Passage
[Start of section]
Late 1990s and Beyond: The Kwik Save Merger and Its Difficult Aftermath

In March 1998 Somerfield merged with Kwik Save Group plc, operator of nearly 900 discount grocery stores located throughout the United Kingdom. Founded in 1959 by Albert Gubay, a Welsh entrepreneur, Kwik Save had opened its first discount supermarket in Colwyn Bay, Wales, in 1965. The company grew over the decades both organically and through acquisitions, maintaining its position as the largest grocery discounter in the United Kingdom. Like Somerfield, Kwik Save concentrated on in-town locations, making for a good fit between the two chains. As Simons envisioned the merger, the combination would yield annual savings of £50 million through the closure of Kwik Save's head office, the pooling of back-office operations, and the increased clout the company would have with its suppliers. He also foresaw further savings from the conversion of at least some of the Kwik Save outlets to the Somerfield banner. Later in 1998 Somerfield entered discussions with struggling food wholesaler Booker plc regarding a possible takeover, but the talks ended without an agreement. In early 1999 Somerfield entered the home shopping market and began experimenting with a home delivery service.

Integrating the Kwik Save and Somerfield chains proved more difficult than anticipated, and Simons embarked on a major overhaul late in 1999. The company announced that it would sell about 500 stores, including as many as 140 of the larger Somerfield stores and about 350 underperforming Kwik Save outlets, in order to refocus the firm on smaller "neighborhood" stores. Simons also planned to eventually convert the remaining Kwik Save stores to the Somerfield banner. Unfortunately, finding buyers for the stores proved extremely difficult--although 46 larger Somerfield stores were sold in early 2000--and after seeking to take the company private with the backing of private equity firms, Simons was forced out. Alan Smith took over as chief executive in April 2000, having previously served as chief executive of Punch Taverns. Soon after, John von Spreckelsen was named executive chairman. Von Spreckelsen was a turnaround specialist who had most recently helped reverse the fortunes of Budgens plc, operator of convenience stores, as that firm's chief executive. The new leadership team retained Simons's emphasis on "neighborhood" stores but halted plans to sell any more stores and to eliminate the Kwik Save chain. Needing to concentrate on reviving sales and profits at its core operations, Somerfield also announced in June 2000 that it would halt further development of its home shopping unit.
[End of section]
Supplied entries
[Start of section]
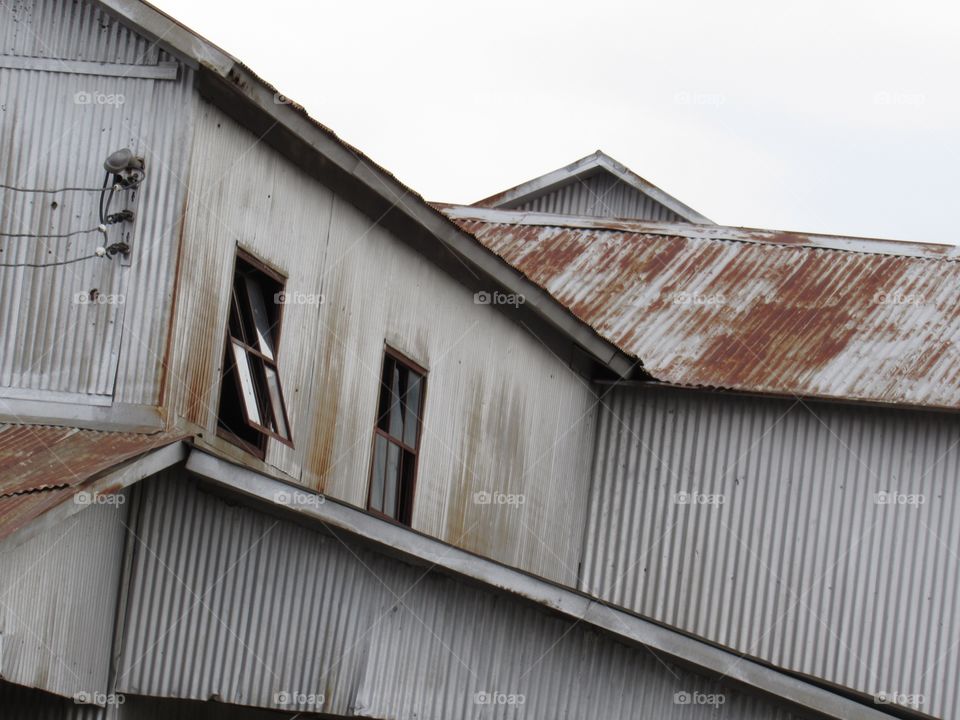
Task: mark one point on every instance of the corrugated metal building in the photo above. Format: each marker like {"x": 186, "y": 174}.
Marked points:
{"x": 596, "y": 353}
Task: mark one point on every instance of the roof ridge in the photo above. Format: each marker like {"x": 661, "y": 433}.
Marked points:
{"x": 721, "y": 233}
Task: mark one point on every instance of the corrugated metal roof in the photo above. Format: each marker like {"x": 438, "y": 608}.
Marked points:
{"x": 43, "y": 466}
{"x": 757, "y": 311}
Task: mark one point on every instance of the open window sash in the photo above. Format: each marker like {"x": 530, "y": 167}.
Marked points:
{"x": 260, "y": 392}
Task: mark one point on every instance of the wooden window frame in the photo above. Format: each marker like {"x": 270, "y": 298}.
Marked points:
{"x": 412, "y": 365}
{"x": 263, "y": 432}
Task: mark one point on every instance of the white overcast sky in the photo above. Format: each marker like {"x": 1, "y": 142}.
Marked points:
{"x": 839, "y": 117}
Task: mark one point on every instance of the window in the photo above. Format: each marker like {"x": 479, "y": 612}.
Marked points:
{"x": 251, "y": 399}
{"x": 396, "y": 438}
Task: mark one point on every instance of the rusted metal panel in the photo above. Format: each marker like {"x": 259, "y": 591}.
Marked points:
{"x": 503, "y": 414}
{"x": 45, "y": 466}
{"x": 58, "y": 592}
{"x": 75, "y": 30}
{"x": 752, "y": 310}
{"x": 821, "y": 539}
{"x": 237, "y": 605}
{"x": 88, "y": 330}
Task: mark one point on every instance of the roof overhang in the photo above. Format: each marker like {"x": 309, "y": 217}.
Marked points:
{"x": 391, "y": 539}
{"x": 45, "y": 468}
{"x": 285, "y": 126}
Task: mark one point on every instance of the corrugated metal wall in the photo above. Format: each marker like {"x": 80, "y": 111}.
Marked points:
{"x": 802, "y": 565}
{"x": 233, "y": 604}
{"x": 600, "y": 195}
{"x": 20, "y": 703}
{"x": 59, "y": 127}
{"x": 502, "y": 413}
{"x": 58, "y": 597}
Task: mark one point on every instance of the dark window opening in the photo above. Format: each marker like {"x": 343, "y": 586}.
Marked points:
{"x": 251, "y": 398}
{"x": 396, "y": 438}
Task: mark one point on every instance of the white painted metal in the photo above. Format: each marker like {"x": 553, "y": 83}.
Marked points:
{"x": 233, "y": 604}
{"x": 60, "y": 126}
{"x": 58, "y": 596}
{"x": 803, "y": 565}
{"x": 503, "y": 414}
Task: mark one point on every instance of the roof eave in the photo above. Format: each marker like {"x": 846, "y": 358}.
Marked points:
{"x": 232, "y": 87}
{"x": 580, "y": 168}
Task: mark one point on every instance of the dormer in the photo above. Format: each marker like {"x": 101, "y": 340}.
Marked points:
{"x": 595, "y": 186}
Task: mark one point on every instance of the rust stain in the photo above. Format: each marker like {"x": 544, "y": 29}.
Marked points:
{"x": 329, "y": 386}
{"x": 765, "y": 310}
{"x": 45, "y": 466}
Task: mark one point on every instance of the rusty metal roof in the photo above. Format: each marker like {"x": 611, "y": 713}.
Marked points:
{"x": 43, "y": 466}
{"x": 750, "y": 310}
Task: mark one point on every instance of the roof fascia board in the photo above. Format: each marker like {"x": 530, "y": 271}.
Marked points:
{"x": 582, "y": 168}
{"x": 707, "y": 232}
{"x": 167, "y": 33}
{"x": 386, "y": 200}
{"x": 648, "y": 188}
{"x": 226, "y": 83}
{"x": 121, "y": 416}
{"x": 424, "y": 550}
{"x": 114, "y": 481}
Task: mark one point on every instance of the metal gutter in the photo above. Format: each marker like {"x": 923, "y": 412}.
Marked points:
{"x": 423, "y": 550}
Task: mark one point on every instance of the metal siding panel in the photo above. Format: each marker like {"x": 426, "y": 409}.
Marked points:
{"x": 71, "y": 30}
{"x": 53, "y": 344}
{"x": 20, "y": 703}
{"x": 800, "y": 567}
{"x": 283, "y": 608}
{"x": 59, "y": 593}
{"x": 753, "y": 310}
{"x": 600, "y": 195}
{"x": 502, "y": 413}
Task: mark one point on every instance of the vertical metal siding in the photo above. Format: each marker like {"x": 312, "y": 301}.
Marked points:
{"x": 600, "y": 195}
{"x": 20, "y": 703}
{"x": 58, "y": 594}
{"x": 502, "y": 413}
{"x": 53, "y": 345}
{"x": 70, "y": 29}
{"x": 284, "y": 608}
{"x": 800, "y": 567}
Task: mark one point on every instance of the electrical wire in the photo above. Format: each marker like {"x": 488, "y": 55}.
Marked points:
{"x": 45, "y": 191}
{"x": 50, "y": 237}
{"x": 53, "y": 264}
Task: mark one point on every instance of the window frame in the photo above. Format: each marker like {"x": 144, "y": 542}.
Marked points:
{"x": 259, "y": 449}
{"x": 412, "y": 365}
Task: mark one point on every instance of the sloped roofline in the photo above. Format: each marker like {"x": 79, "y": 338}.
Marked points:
{"x": 871, "y": 246}
{"x": 285, "y": 126}
{"x": 581, "y": 168}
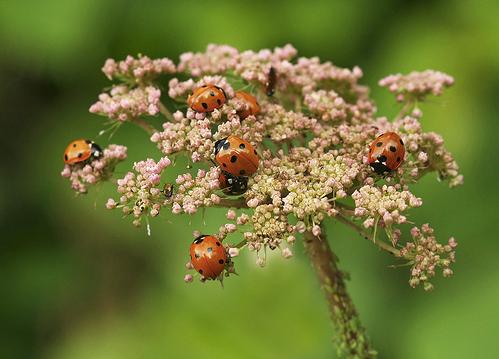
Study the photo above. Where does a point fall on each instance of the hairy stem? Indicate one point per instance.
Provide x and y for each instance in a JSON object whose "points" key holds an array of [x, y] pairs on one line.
{"points": [[350, 337]]}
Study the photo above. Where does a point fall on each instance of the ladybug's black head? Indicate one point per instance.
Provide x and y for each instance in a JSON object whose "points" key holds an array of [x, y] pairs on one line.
{"points": [[223, 91], [199, 239], [219, 144], [380, 168], [96, 150]]}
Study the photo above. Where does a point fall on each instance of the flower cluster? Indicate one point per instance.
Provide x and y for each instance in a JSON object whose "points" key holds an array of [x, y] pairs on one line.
{"points": [[417, 85], [125, 104], [196, 192], [96, 170], [137, 69], [384, 203], [327, 104], [312, 134], [139, 192], [427, 255]]}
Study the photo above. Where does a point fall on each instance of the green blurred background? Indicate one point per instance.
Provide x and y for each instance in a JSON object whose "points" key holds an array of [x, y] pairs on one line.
{"points": [[77, 281]]}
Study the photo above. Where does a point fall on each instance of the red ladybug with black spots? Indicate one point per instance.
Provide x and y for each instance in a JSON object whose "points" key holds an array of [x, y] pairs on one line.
{"points": [[386, 153], [208, 256], [236, 156], [79, 151], [232, 185], [207, 98]]}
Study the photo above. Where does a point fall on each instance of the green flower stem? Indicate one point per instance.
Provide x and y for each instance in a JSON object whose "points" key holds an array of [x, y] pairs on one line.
{"points": [[145, 126], [350, 336]]}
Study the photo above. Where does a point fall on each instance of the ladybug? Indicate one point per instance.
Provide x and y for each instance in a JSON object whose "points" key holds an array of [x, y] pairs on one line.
{"points": [[80, 151], [271, 82], [252, 107], [386, 153], [207, 98], [208, 256], [236, 156], [232, 185]]}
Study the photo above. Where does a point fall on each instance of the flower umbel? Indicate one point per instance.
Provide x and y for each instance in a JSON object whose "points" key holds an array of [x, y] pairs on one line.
{"points": [[311, 129]]}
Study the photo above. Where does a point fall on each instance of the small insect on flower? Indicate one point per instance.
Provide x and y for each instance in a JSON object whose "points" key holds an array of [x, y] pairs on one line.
{"points": [[207, 98], [271, 82], [236, 156], [168, 190], [208, 256], [81, 150], [232, 185], [386, 153], [250, 102]]}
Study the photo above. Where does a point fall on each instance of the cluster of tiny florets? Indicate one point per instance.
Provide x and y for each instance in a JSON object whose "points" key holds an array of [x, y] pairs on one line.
{"points": [[139, 191], [125, 104], [195, 192], [386, 203], [417, 85], [327, 104], [312, 134], [137, 69], [97, 170], [427, 255]]}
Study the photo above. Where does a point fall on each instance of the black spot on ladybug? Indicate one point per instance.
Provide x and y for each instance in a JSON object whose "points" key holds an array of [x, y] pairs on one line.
{"points": [[199, 239], [379, 168]]}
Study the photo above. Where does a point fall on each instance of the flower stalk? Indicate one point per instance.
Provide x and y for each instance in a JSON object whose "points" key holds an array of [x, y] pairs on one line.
{"points": [[350, 335]]}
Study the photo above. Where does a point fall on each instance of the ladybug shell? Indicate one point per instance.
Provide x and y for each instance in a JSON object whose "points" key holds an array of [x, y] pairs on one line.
{"points": [[236, 156], [208, 256], [386, 153], [207, 98], [80, 151], [252, 107], [232, 185]]}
[End of section]
Assignment
Decide whether each statement below agrees with the passage on the Kwik Save merger, answering yes or no and quoting the deciding words of the passage.
1. Kwik Save opened its first discount supermarket in Colwyn Bay in 1965.
2. Somerfield's 1998 talks with Booker plc produced a takeover agreement.
3. The leadership team that took over in 2000 continued the plan to eliminate the Kwik Save chain.

Task result
1. Yes: "Kwik Save had opened its first discount supermarket in Colwyn Bay, Wales, in 1965."
2. No: "the talks ended without an agreement."
3. No: "halted plans to sell any more stores and to eliminate the Kwik Save chain."